(EXTRACTED ENTRIES)

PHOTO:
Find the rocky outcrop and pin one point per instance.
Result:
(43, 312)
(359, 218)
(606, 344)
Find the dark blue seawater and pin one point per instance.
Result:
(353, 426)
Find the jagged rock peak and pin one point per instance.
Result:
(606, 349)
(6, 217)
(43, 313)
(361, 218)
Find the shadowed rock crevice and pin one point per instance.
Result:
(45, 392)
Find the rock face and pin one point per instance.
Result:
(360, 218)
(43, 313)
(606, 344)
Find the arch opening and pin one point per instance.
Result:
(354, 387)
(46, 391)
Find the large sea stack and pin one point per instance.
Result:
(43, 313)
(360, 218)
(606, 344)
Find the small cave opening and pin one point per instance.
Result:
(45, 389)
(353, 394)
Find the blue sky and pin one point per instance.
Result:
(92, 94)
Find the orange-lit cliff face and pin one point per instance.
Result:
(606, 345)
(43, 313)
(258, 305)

(End EXTRACTED ENTRIES)

**TASK**
The response should contain only a verbatim copy of the lines from the line with "Find the small" to the final line of the records.

**RESULT FOR THIS TASK**
Find the small cave opening and pin one point per instance.
Result:
(45, 389)
(353, 394)
Find the blue sky and pin one point per instance.
Result:
(92, 94)
Find the orange-lit cliff face and pin one point per instance.
Result:
(606, 345)
(43, 313)
(258, 305)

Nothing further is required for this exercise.